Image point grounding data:

══════════

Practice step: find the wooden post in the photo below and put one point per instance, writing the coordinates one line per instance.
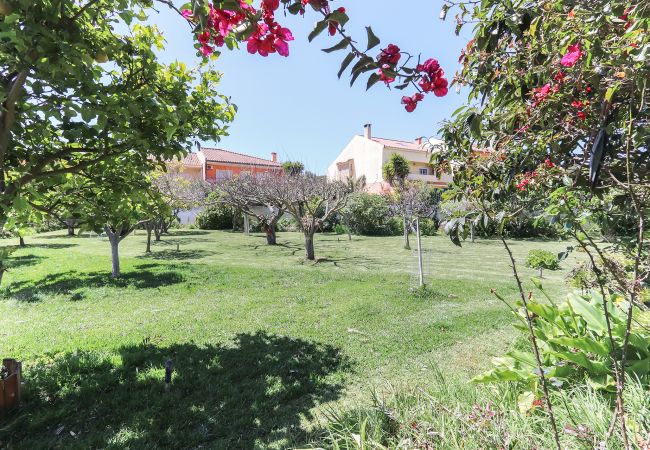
(417, 230)
(10, 387)
(247, 225)
(168, 374)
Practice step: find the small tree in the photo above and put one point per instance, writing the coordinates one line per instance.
(293, 167)
(395, 172)
(312, 201)
(178, 192)
(261, 196)
(542, 259)
(117, 201)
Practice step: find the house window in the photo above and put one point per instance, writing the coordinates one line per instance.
(224, 174)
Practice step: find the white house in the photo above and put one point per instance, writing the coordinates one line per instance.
(366, 155)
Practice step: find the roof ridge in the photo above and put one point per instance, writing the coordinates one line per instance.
(237, 153)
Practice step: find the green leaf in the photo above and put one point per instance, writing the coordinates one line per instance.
(342, 45)
(318, 29)
(372, 80)
(346, 62)
(593, 316)
(373, 40)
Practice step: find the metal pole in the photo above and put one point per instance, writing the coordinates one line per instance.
(417, 230)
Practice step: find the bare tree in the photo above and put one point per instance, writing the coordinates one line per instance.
(312, 201)
(262, 196)
(179, 193)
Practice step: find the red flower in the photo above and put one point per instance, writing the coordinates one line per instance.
(389, 55)
(385, 78)
(572, 56)
(559, 77)
(440, 87)
(411, 102)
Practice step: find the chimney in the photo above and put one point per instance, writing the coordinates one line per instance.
(367, 131)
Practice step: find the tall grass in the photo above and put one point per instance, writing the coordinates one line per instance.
(455, 415)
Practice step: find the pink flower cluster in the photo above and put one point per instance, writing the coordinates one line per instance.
(268, 37)
(432, 80)
(572, 56)
(388, 58)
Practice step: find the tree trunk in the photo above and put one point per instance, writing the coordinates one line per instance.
(148, 227)
(309, 245)
(407, 244)
(270, 233)
(114, 239)
(247, 225)
(420, 269)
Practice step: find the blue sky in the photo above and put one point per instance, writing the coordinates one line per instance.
(297, 107)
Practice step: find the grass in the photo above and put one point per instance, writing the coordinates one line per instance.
(262, 341)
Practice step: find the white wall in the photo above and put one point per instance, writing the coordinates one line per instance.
(367, 156)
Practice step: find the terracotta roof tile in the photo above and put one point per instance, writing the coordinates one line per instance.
(192, 159)
(220, 155)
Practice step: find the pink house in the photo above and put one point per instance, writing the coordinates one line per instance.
(212, 164)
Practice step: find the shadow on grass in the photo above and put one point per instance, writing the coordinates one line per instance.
(177, 254)
(186, 233)
(52, 246)
(69, 282)
(250, 393)
(22, 261)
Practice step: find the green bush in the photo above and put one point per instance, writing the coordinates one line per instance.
(574, 345)
(428, 227)
(542, 259)
(369, 214)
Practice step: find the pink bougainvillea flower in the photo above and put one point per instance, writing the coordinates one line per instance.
(270, 5)
(281, 46)
(410, 103)
(385, 78)
(206, 50)
(559, 77)
(572, 56)
(440, 87)
(389, 55)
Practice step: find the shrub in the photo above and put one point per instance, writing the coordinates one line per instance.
(369, 214)
(542, 259)
(574, 345)
(287, 223)
(428, 227)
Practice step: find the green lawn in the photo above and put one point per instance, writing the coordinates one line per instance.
(262, 341)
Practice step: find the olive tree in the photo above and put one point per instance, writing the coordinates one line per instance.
(262, 196)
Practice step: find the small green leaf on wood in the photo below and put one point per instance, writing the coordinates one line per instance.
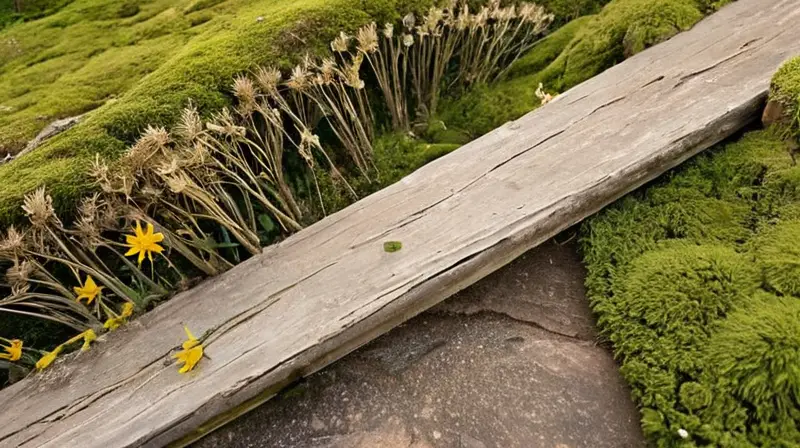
(392, 246)
(266, 223)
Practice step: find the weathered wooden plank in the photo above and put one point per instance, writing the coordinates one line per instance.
(330, 288)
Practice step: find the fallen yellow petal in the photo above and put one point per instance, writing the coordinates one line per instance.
(48, 359)
(89, 336)
(189, 358)
(13, 351)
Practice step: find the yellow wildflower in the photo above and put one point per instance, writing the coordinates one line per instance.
(13, 351)
(89, 290)
(89, 336)
(191, 354)
(127, 309)
(114, 322)
(144, 243)
(48, 359)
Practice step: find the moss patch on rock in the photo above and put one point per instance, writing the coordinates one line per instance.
(196, 65)
(694, 281)
(734, 379)
(574, 53)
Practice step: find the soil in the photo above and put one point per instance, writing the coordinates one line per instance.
(512, 361)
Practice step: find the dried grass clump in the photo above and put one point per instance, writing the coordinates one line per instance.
(200, 197)
(447, 48)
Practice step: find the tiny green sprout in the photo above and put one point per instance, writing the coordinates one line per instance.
(392, 246)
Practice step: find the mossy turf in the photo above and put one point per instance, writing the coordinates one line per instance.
(574, 53)
(143, 69)
(136, 63)
(694, 281)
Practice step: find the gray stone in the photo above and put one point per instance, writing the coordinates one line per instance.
(509, 362)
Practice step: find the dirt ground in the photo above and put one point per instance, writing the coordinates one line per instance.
(510, 362)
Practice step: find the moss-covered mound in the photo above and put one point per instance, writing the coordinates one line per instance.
(157, 60)
(163, 53)
(573, 54)
(786, 86)
(695, 281)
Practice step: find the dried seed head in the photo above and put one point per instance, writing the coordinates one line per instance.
(38, 207)
(155, 137)
(327, 71)
(245, 92)
(432, 20)
(12, 244)
(19, 274)
(341, 43)
(299, 79)
(543, 96)
(99, 172)
(388, 31)
(409, 21)
(351, 73)
(223, 123)
(308, 141)
(87, 223)
(169, 167)
(268, 79)
(464, 18)
(177, 182)
(479, 20)
(367, 38)
(190, 126)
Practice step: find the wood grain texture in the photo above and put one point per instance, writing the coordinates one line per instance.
(330, 288)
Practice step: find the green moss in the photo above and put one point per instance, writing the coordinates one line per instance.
(153, 79)
(785, 88)
(676, 275)
(754, 365)
(778, 255)
(662, 313)
(574, 53)
(623, 28)
(486, 107)
(566, 10)
(694, 396)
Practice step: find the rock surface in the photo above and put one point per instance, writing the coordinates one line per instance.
(510, 362)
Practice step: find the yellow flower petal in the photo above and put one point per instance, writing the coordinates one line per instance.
(13, 352)
(189, 358)
(127, 309)
(89, 336)
(144, 243)
(113, 323)
(89, 290)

══════════

Images aside, return each entry above precisely as it stands.

» OUTPUT BELOW:
Practice step: find the wooden post in the photo below and put one point per instance, writing the coordinates one line per instance.
(417, 230)
(10, 387)
(247, 225)
(168, 374)
Practice step: find the small tree in the photo above and put one point per instance, writing the coordinates one line per instance.
(293, 167)
(395, 172)
(312, 201)
(178, 192)
(261, 196)
(542, 259)
(117, 201)
Practice step: find the house window in the photo above and put one point per instance, writing the coordinates one line per instance.
(224, 174)
Practice step: find the white house in the photo above and put one point per instance, writing the coordinates one line per instance.
(366, 155)
Practice step: find the roof ridge in the photo above and put one point per instance, writing the coordinates one line per instance.
(237, 153)
Practice step: find the green leaf in the photo above and put one point per instance, writing the coordinates one line per instance.
(342, 45)
(318, 29)
(372, 80)
(346, 62)
(593, 316)
(373, 40)
Practice step: find the metal pole in the photo above and put one point per instance, writing the coordinates one line per instance.
(417, 230)
Practice step: find the bare tree in the photo above and put one point per instance, writing the coordinates one line per instance.
(312, 201)
(262, 196)
(179, 193)
Practice step: find the red flower in the photo above and put one point per instance, writing the coordinates one line per instance.
(389, 55)
(385, 78)
(572, 56)
(559, 77)
(440, 87)
(411, 102)
Practice step: find the chimney in the photo above and put one point per instance, writing the coordinates one line per instance.
(367, 131)
Practice step: find the tall grass in the photo above and put one point per instance, writing the coordinates one line per instance.
(455, 415)
Practice step: find the pink flower cluster in the photo above and put one point per instance, writing the coordinates one line per instance.
(268, 37)
(432, 80)
(572, 56)
(388, 58)
Practice step: find the tree trunk in the photo above and put one point per instance, writing the coordinates one line per instance.
(148, 227)
(309, 245)
(407, 244)
(270, 233)
(114, 239)
(247, 225)
(420, 269)
Practice step: find the blue sky in the photo above and put one point per instance, writing the coordinates one line per instance.
(297, 107)
Practice step: find the grass in the photo above and put one point per instance, writing the coordinates one line per instance.
(262, 341)
Practice step: find the white wall in the photo above and put one point per instance, writing the coordinates one line per instance.
(367, 156)
Practice step: find the terracotta roof tile in the photo above and put one point per instance, writing the coordinates one line per instance.
(192, 159)
(220, 155)
Practice step: find the pink house in the photo above and put one point per instance, writing the coordinates one line per instance.
(212, 164)
Practice step: find the shadow on grass in the photo above and put one point per instance, writing the coordinates one line per instance.
(177, 254)
(186, 233)
(52, 246)
(69, 282)
(250, 393)
(22, 261)
Practice step: find the green bush in the photo above and put one point per instance, writing the coordinates one line per instance.
(574, 345)
(428, 227)
(542, 259)
(369, 214)
Practice step: find the pink bougainvillea flower in the photo above and put one point per instance, writing the coordinates one line per instance.
(270, 5)
(281, 46)
(410, 103)
(385, 78)
(206, 50)
(559, 77)
(572, 56)
(440, 87)
(389, 55)
Practice step: find the shrub in the photo above and put one point per instance, writing the coordinates one line per instance.
(369, 214)
(542, 259)
(574, 345)
(287, 223)
(428, 227)
Practice step: find the green lawn in the photo above and put one point per instance, writing the coordinates one line per instance.
(262, 341)
Practice step: find the olive tree in the photo above and put one point per instance, writing the coordinates one line per instance.
(262, 196)
Practice step: find the small green leaf on wood in the photo below and put one point per instance, writing the coordinates one line per instance.
(392, 246)
(266, 223)
Practice step: find the weathered wooden plank in the photo above and put one point per instance, writing the coordinates one line per instance.
(330, 288)
Practice step: find the fallen yellow petal in the photo above and put one point per instance, writing the coordinates one line per instance.
(48, 359)
(89, 336)
(189, 358)
(13, 351)
Practice step: find the yellow wildflower in the photo above and put one point per instance, writing the coordinates one line per instance.
(13, 351)
(89, 290)
(89, 336)
(191, 354)
(127, 309)
(114, 322)
(144, 243)
(48, 359)
Practice step: find the moss patch on rock in the photo above and put one point per instance, writing the coordinates one line per instance.
(196, 65)
(694, 281)
(734, 379)
(574, 53)
Practice step: find the soil in the photo above and put one point per instance, writing the coordinates one line per instance.
(512, 361)
Practice step: find the dried grass clump in the photo above and put one point per instance, writing the coordinates one line per instance.
(200, 197)
(447, 48)
Practice step: find the tiny green sprout in the photo above and put one point per instance, writing the coordinates one line per instance.
(392, 246)
Practice step: find the mossy turf in the photo above and put one point per instance, writing the coordinates one line per instance.
(574, 53)
(143, 69)
(136, 63)
(694, 281)
Practice step: find the gray stone in the photo above and put one point per instance, writing the coordinates one line per instance.
(509, 362)
Practice step: find the dirt ground in the photo above and put one point per instance, writing the coordinates one line per instance.
(510, 362)
Practice step: find the moss-covered mound in the photo above and put one point per instance, writing the coordinates one line per instance.
(157, 60)
(163, 53)
(573, 54)
(786, 86)
(695, 281)
Practice step: find the dried seed head in the photo above and put one point per instance, writing the coordinates one line per instance.
(38, 207)
(155, 137)
(327, 71)
(245, 92)
(432, 20)
(12, 244)
(19, 274)
(341, 43)
(299, 79)
(543, 96)
(99, 172)
(388, 31)
(409, 21)
(351, 73)
(223, 123)
(308, 141)
(87, 223)
(169, 167)
(268, 79)
(464, 18)
(177, 182)
(479, 20)
(367, 38)
(190, 126)
Practice step: find the wood grain texture in the photo above and put one point per instance, writing the coordinates one line per instance.
(330, 288)
Practice step: find the green moss in the photo above and put one point per instance, writing the coordinates one line per instance.
(153, 79)
(785, 88)
(676, 275)
(754, 365)
(778, 255)
(662, 313)
(574, 53)
(623, 28)
(486, 107)
(566, 10)
(694, 396)
Practice step: find the rock surface in the photo above and put one point per instance, writing the coordinates one line per instance.
(510, 362)
Practice step: find the yellow flower petal in the photo above and put one point per instance, writing the coordinates one line per instance.
(13, 352)
(189, 358)
(127, 309)
(89, 336)
(144, 243)
(113, 323)
(89, 290)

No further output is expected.